- _Your task_: Locate each line in the listing below that contains the word "quarter", matching case, and copy those lines out.

- _Entries taken from a collection_:
%%

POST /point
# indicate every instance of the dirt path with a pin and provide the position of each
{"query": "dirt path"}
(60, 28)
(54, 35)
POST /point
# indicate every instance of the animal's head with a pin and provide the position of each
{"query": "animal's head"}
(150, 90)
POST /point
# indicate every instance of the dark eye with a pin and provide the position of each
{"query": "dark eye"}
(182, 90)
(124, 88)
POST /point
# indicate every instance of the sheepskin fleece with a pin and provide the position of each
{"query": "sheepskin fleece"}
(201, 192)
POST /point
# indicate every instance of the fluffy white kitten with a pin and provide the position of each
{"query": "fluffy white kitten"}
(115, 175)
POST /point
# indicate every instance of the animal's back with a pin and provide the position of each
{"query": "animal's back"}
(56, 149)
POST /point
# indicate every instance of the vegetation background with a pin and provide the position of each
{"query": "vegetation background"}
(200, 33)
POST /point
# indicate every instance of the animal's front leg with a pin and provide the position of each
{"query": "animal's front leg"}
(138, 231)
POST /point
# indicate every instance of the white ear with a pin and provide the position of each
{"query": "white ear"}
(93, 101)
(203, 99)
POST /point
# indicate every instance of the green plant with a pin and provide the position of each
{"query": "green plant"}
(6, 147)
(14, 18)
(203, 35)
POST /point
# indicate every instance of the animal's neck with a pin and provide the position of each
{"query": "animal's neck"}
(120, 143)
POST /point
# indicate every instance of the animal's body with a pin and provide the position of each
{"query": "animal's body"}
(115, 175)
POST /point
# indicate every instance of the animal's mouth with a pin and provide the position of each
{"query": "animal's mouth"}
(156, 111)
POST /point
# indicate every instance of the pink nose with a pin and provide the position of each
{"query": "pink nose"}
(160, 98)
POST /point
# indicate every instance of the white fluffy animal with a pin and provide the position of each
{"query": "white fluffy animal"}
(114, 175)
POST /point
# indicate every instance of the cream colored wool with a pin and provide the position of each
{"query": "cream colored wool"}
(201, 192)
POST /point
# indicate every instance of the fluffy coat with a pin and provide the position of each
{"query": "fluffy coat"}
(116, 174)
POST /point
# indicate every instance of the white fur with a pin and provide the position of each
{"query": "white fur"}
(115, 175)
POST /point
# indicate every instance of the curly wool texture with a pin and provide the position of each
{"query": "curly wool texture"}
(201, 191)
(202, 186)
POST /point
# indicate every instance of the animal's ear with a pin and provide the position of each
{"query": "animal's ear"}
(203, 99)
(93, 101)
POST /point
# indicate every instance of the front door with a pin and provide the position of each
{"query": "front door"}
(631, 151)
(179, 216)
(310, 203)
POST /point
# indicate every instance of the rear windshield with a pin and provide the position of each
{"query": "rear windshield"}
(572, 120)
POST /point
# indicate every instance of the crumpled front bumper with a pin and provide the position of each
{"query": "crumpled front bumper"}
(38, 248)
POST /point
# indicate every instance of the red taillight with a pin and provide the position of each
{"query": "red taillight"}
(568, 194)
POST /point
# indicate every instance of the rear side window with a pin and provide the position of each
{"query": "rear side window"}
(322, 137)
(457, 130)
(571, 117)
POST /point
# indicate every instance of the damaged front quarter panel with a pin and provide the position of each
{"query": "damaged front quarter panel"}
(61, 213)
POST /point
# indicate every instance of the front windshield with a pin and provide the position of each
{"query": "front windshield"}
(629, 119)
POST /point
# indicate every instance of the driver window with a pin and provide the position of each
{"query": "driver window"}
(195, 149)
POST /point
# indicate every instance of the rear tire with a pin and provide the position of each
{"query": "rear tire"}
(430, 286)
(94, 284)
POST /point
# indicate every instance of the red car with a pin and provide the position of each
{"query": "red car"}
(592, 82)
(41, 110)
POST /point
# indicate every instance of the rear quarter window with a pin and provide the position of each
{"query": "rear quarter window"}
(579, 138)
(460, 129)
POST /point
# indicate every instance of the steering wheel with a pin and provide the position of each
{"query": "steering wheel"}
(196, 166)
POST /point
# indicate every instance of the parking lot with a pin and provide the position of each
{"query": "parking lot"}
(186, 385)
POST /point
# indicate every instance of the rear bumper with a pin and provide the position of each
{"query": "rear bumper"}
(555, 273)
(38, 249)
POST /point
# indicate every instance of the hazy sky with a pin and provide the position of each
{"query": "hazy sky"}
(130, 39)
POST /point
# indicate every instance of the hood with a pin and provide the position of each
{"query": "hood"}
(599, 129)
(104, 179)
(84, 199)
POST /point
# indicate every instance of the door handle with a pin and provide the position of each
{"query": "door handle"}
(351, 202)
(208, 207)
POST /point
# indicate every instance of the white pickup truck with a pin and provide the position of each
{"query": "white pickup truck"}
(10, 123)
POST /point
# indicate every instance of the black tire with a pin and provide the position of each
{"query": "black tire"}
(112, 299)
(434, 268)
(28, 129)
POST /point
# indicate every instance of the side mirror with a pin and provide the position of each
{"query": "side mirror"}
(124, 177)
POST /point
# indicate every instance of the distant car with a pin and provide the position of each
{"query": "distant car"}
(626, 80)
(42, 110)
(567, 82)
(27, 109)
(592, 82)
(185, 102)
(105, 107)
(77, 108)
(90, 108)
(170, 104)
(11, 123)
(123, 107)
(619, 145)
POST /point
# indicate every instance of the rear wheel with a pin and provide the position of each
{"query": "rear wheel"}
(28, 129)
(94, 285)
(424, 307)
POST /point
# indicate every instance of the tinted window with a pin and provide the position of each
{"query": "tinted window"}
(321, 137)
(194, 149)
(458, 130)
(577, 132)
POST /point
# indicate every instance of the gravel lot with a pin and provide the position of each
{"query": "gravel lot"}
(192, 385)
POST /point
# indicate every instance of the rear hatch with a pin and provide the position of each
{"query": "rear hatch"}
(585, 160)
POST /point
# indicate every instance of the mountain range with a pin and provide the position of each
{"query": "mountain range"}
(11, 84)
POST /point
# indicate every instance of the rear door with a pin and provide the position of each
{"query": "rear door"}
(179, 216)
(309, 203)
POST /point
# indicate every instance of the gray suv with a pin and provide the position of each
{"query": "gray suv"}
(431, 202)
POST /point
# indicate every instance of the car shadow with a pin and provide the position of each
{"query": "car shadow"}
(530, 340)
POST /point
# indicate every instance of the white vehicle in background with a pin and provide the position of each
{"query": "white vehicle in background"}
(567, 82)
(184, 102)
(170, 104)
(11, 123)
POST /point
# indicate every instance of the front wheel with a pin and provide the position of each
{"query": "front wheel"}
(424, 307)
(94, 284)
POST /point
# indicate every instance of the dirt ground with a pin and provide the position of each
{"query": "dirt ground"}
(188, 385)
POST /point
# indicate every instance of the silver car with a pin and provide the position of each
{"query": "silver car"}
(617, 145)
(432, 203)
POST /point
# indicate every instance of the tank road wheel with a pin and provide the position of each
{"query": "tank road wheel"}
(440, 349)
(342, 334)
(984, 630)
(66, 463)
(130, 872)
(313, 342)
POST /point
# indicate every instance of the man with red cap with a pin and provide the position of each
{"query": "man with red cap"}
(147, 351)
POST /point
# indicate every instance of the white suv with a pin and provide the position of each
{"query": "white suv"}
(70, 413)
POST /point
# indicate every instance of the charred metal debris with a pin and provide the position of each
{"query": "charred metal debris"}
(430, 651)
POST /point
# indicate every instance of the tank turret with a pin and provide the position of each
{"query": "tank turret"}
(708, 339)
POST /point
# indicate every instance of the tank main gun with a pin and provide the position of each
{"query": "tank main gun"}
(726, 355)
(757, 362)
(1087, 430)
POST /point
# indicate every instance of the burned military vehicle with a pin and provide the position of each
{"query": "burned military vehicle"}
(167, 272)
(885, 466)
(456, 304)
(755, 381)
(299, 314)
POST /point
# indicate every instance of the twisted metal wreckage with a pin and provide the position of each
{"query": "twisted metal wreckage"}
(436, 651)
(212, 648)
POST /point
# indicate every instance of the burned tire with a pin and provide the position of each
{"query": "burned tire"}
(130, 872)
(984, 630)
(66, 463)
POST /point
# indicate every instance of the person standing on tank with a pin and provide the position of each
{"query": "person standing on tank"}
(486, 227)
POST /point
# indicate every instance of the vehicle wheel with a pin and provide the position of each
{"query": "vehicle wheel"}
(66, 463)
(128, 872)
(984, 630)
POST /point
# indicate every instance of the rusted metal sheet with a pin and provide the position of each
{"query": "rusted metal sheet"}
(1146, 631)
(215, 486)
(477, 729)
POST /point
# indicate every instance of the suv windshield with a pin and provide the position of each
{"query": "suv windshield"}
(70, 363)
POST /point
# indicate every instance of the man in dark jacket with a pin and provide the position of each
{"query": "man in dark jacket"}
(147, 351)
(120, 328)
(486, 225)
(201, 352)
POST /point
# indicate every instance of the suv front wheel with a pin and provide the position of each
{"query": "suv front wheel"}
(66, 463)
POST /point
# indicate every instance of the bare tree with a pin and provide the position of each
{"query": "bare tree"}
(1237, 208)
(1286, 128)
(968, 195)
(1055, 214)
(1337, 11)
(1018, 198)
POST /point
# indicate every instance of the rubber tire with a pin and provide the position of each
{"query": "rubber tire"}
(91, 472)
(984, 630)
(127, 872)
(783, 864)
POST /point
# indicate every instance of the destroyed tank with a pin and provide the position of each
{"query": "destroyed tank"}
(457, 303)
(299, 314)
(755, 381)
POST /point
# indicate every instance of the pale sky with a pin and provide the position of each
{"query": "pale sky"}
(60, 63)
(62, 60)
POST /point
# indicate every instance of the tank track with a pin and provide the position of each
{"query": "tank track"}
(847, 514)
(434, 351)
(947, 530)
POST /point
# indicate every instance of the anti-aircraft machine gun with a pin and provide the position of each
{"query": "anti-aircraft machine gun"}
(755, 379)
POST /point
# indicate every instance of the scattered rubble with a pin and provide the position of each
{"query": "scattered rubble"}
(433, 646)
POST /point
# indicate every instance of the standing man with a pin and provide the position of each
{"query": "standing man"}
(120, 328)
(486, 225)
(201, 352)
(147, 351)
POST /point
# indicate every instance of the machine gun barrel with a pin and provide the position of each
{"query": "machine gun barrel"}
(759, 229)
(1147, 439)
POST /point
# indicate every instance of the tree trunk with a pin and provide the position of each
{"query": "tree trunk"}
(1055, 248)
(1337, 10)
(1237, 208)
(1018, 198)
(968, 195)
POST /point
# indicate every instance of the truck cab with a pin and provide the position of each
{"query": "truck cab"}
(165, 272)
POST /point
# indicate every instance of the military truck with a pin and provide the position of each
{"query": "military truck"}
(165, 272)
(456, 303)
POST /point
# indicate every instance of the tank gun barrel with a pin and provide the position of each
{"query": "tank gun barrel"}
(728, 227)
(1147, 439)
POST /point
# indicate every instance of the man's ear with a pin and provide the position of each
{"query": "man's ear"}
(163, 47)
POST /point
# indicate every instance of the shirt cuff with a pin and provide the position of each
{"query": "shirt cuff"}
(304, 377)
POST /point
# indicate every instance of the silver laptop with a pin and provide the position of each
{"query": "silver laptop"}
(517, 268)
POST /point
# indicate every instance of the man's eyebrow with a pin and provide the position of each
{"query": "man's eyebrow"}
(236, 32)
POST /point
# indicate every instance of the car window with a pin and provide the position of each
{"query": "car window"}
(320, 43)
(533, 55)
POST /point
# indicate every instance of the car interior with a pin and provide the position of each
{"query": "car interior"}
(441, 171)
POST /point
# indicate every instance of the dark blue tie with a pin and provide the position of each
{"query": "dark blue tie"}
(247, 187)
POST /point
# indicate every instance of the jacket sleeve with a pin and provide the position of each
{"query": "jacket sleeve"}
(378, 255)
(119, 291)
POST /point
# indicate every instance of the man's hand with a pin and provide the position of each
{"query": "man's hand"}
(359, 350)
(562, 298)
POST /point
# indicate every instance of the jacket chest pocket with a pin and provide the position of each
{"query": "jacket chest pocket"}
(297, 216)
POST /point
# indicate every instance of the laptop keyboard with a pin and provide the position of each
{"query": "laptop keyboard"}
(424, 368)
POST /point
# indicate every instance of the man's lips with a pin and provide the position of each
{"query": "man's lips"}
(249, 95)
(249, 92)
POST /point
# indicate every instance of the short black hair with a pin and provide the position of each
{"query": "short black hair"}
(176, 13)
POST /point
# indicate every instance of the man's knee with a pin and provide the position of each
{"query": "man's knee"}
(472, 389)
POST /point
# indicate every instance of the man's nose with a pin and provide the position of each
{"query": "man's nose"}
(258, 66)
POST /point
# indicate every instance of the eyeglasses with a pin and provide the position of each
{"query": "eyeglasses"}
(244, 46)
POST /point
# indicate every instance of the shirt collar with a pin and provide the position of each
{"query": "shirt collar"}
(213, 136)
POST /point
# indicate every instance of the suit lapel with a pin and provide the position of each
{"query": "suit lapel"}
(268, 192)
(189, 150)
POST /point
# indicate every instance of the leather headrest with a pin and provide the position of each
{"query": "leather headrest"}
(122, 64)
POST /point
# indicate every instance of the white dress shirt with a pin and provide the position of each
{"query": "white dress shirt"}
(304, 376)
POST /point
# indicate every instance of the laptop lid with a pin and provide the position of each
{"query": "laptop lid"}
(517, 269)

%%

- _Task solution_:
# indicate every instance of the damaged front quarter panel with a pin and provide the position of each
{"query": "damaged front quarter panel"}
# indicate every instance of the rear quarter window with a pin and provide the position of each
{"query": "rear quarter window"}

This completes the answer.